Copy out each line of the data below in which "black" appears.

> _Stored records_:
———

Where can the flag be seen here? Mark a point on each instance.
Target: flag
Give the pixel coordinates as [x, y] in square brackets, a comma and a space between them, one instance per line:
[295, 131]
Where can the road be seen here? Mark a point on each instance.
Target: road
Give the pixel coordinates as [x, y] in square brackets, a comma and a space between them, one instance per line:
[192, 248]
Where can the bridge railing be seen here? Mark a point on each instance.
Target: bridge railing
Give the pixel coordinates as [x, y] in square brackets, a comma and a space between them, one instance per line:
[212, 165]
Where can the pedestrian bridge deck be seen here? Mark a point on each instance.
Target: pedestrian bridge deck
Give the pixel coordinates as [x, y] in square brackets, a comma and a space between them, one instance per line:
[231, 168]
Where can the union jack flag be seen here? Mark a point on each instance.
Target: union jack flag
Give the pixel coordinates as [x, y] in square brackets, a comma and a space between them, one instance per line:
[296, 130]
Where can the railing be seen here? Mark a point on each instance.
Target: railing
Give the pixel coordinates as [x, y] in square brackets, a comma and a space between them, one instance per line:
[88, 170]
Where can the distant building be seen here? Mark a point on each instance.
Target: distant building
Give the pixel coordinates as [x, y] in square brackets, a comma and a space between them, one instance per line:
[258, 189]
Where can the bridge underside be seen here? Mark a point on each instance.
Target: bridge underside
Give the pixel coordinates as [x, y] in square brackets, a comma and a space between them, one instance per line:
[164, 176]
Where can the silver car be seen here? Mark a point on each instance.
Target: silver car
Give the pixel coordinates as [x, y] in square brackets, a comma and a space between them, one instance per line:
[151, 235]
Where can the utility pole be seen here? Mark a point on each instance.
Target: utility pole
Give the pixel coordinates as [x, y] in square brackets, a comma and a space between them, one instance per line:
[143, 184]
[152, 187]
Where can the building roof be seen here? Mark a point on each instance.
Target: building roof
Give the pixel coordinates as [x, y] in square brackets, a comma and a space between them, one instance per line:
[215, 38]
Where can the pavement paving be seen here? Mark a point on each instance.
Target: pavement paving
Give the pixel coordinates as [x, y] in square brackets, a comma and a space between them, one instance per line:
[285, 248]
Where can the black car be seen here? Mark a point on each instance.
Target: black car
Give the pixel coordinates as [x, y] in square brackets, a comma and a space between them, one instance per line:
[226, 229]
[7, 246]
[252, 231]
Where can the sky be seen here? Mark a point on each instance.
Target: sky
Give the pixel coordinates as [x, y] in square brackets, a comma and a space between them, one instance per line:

———

> _Solution for this task_:
Where can the black car be seen here? Mark a point on each instance.
Target: black car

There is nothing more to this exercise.